Give back each line of the material that contains the word "table".

[Start of section]

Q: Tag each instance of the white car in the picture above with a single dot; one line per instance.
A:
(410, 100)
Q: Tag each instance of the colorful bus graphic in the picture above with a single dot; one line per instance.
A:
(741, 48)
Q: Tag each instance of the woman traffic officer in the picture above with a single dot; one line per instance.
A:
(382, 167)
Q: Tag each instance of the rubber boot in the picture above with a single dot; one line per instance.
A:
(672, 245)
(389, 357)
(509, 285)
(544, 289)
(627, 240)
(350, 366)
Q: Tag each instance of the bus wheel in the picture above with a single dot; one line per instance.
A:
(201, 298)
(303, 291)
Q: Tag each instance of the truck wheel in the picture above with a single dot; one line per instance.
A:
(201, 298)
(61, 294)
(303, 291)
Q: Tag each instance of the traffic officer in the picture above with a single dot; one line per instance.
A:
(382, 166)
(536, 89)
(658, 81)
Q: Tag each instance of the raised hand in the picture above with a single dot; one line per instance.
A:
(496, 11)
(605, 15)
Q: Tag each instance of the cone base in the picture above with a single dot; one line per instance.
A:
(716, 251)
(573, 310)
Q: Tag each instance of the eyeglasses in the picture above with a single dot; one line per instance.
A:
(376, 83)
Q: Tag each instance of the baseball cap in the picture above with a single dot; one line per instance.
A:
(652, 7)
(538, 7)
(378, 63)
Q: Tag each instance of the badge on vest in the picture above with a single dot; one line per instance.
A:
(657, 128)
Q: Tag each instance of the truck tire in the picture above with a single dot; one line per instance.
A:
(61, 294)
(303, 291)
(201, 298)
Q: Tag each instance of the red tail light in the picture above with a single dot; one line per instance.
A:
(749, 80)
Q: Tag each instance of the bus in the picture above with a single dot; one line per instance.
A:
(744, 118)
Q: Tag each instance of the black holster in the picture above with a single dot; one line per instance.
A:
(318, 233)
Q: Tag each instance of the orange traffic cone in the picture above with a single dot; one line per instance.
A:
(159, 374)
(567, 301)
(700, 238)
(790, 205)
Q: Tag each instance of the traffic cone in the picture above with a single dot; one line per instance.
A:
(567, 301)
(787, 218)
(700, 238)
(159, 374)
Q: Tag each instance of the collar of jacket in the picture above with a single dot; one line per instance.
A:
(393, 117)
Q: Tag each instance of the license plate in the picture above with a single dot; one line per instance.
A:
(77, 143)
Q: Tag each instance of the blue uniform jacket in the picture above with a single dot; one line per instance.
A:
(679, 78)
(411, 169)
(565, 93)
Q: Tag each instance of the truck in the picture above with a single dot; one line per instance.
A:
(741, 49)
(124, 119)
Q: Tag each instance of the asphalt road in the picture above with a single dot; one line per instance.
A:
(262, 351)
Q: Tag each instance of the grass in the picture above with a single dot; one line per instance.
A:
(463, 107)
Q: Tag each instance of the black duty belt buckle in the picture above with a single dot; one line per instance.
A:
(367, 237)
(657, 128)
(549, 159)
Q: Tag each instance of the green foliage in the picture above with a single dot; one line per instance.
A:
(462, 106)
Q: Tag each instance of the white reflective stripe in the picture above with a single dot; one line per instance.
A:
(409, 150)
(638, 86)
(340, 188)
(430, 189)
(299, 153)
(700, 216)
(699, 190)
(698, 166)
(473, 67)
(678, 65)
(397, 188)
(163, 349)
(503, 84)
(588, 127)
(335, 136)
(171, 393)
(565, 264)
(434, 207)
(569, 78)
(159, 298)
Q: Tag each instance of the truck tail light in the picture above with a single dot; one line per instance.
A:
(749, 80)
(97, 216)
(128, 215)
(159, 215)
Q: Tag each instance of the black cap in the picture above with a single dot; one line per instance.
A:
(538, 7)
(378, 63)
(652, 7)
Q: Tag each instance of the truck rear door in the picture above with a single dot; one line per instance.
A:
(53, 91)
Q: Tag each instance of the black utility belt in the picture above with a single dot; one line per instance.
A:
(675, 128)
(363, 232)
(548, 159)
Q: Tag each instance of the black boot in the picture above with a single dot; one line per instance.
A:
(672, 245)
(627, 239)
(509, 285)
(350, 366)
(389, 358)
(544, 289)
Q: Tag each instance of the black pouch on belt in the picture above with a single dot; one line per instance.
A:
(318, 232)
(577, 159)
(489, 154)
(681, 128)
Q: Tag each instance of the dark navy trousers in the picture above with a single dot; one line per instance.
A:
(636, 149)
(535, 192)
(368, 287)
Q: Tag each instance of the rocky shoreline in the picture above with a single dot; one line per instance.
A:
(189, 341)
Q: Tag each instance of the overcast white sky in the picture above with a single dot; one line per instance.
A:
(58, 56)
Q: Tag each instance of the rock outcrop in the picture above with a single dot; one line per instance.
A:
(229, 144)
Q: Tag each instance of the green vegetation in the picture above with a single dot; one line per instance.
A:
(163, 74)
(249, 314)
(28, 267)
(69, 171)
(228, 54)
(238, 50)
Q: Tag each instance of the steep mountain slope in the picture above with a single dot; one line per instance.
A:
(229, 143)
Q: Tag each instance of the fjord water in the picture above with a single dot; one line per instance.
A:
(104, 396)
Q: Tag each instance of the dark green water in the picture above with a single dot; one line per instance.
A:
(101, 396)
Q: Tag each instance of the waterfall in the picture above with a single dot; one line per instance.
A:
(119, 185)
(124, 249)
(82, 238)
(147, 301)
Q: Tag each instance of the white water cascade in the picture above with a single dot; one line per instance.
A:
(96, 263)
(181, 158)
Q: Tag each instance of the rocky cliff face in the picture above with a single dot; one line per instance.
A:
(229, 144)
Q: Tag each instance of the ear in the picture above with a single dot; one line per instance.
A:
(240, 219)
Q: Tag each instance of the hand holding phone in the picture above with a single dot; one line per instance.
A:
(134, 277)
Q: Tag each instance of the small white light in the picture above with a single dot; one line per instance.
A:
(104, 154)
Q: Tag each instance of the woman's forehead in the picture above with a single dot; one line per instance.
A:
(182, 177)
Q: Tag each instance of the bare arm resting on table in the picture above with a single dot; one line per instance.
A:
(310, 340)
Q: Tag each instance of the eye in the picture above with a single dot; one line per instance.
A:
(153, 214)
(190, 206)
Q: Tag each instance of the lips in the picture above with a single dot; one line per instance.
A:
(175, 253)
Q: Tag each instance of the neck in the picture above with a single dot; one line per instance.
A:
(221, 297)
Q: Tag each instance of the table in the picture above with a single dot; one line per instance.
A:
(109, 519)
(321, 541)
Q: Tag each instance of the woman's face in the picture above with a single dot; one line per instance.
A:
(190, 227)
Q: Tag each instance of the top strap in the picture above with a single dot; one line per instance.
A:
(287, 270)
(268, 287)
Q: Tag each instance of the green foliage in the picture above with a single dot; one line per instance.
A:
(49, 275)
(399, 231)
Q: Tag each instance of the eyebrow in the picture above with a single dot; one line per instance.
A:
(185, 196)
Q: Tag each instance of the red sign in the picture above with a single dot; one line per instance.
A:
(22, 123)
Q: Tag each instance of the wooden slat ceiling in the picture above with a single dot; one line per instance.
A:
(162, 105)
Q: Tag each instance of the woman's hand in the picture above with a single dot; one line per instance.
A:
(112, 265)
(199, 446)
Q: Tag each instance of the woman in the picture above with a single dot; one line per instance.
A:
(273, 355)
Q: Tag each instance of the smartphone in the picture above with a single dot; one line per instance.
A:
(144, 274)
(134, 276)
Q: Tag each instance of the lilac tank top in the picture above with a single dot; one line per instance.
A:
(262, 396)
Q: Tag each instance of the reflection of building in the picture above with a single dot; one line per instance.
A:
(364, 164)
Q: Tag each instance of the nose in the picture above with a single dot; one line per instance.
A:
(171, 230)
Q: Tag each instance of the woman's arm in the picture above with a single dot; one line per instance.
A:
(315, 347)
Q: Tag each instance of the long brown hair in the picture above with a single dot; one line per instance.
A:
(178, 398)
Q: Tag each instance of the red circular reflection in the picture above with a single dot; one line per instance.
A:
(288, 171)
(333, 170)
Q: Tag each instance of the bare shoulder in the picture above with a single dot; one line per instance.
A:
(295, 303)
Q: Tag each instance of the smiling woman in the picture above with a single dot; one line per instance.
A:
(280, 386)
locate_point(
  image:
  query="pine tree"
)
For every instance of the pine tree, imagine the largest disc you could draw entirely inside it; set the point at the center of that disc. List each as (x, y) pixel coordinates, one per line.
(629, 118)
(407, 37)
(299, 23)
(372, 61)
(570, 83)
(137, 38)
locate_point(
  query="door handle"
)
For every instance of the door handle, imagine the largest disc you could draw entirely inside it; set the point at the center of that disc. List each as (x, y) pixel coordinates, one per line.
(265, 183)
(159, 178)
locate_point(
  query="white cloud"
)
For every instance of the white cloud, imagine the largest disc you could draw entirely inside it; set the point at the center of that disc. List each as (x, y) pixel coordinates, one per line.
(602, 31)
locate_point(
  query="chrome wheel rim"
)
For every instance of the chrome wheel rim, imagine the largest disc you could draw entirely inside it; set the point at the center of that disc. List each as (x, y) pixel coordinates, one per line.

[End of section]

**Output of the exercise**
Q: Tag each instance of the bare arm resting on table in the picture above with a single dot; one line per instance.
Q: Tag each instance of the table in the picture above with a single dot; one line per instance.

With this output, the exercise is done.